Stored data entries:

══════════════════════════════

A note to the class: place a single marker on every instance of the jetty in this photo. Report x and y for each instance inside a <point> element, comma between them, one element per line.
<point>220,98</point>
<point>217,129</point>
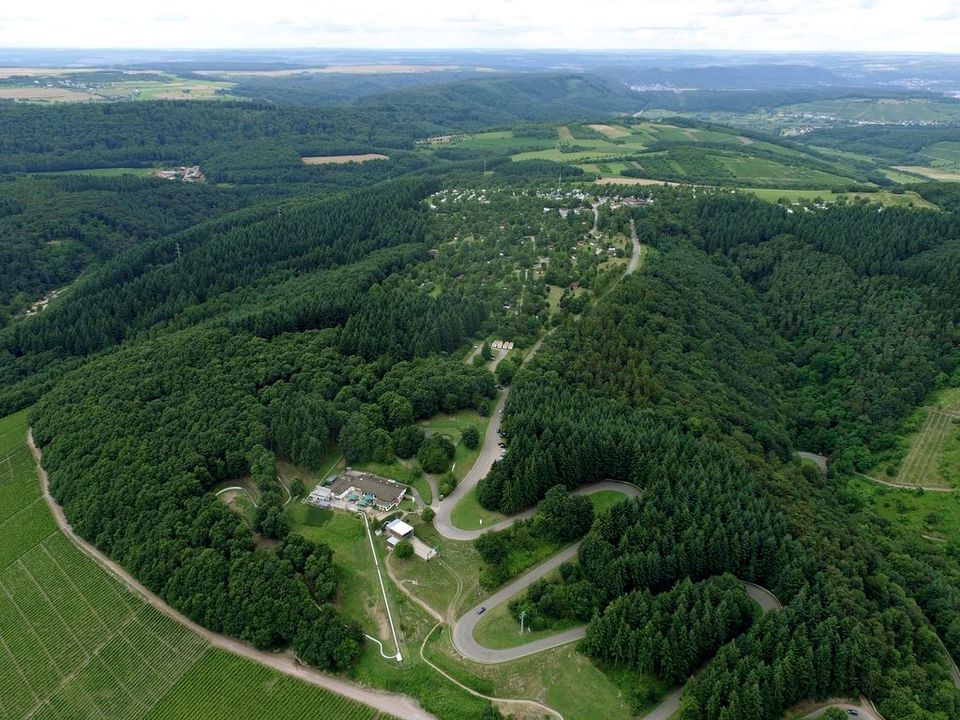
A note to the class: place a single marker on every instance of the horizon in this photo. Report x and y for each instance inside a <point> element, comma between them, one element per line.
<point>499,25</point>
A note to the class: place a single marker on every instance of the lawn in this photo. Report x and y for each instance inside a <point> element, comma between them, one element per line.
<point>80,644</point>
<point>453,426</point>
<point>449,581</point>
<point>605,499</point>
<point>358,590</point>
<point>561,678</point>
<point>469,514</point>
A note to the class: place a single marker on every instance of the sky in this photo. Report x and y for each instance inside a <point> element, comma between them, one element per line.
<point>765,25</point>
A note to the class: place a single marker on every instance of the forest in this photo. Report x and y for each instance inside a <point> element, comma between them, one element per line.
<point>695,381</point>
<point>280,311</point>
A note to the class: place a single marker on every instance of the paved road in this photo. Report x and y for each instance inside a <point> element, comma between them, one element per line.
<point>463,638</point>
<point>399,706</point>
<point>864,710</point>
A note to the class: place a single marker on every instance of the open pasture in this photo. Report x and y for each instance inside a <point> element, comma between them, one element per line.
<point>342,159</point>
<point>76,643</point>
<point>931,173</point>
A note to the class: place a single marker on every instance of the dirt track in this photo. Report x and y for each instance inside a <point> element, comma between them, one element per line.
<point>397,705</point>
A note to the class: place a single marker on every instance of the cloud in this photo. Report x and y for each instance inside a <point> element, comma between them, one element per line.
<point>815,25</point>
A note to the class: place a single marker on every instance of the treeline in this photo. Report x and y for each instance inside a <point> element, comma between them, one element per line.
<point>54,228</point>
<point>670,634</point>
<point>148,431</point>
<point>670,381</point>
<point>150,285</point>
<point>133,456</point>
<point>868,301</point>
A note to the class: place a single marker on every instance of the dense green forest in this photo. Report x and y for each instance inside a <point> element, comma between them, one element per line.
<point>56,227</point>
<point>694,381</point>
<point>281,310</point>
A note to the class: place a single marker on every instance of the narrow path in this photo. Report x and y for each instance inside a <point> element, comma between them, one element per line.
<point>509,702</point>
<point>383,589</point>
<point>399,706</point>
<point>905,486</point>
<point>637,250</point>
<point>236,488</point>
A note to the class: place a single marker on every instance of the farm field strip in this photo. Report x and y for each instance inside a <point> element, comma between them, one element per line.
<point>76,643</point>
<point>917,463</point>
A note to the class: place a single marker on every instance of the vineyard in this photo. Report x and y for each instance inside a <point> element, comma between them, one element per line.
<point>75,643</point>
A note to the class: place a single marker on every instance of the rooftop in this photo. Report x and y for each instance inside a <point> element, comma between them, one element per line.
<point>386,491</point>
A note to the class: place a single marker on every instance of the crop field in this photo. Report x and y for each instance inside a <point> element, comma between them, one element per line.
<point>883,110</point>
<point>883,197</point>
<point>76,643</point>
<point>611,131</point>
<point>221,686</point>
<point>103,172</point>
<point>60,86</point>
<point>342,159</point>
<point>503,141</point>
<point>44,94</point>
<point>930,173</point>
<point>946,154</point>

══════════════════════════════

PROBLEM TO WORK ON | Print nothing but the lines from the line with "of the farm" to the last line of the records above. Both of those lines count.

RESULT FOR THIS TASK |
A note to the class: place a single marker on every instance of the farm field strip in this photo. Report x and y for each instance inside a <point> element, comma between them, one element per line.
<point>76,643</point>
<point>917,463</point>
A note to the class: place a single marker on every instance of the vineyard in this photo. Report x and y for each instance inside a <point> element, comma between them, one element per line.
<point>75,643</point>
A note to the class: place a single marker on every instance of the rooftop in this photo. Report x and y for each instance inside a <point> element, comma between them, one element per line.
<point>386,491</point>
A note to the class: place a single marker on every instance of the crop field in this photo. Report x and y for each instance inside a <point> element, comma between them, one element per line.
<point>883,110</point>
<point>883,197</point>
<point>76,643</point>
<point>611,131</point>
<point>221,686</point>
<point>103,172</point>
<point>60,86</point>
<point>342,159</point>
<point>503,141</point>
<point>44,94</point>
<point>930,173</point>
<point>946,154</point>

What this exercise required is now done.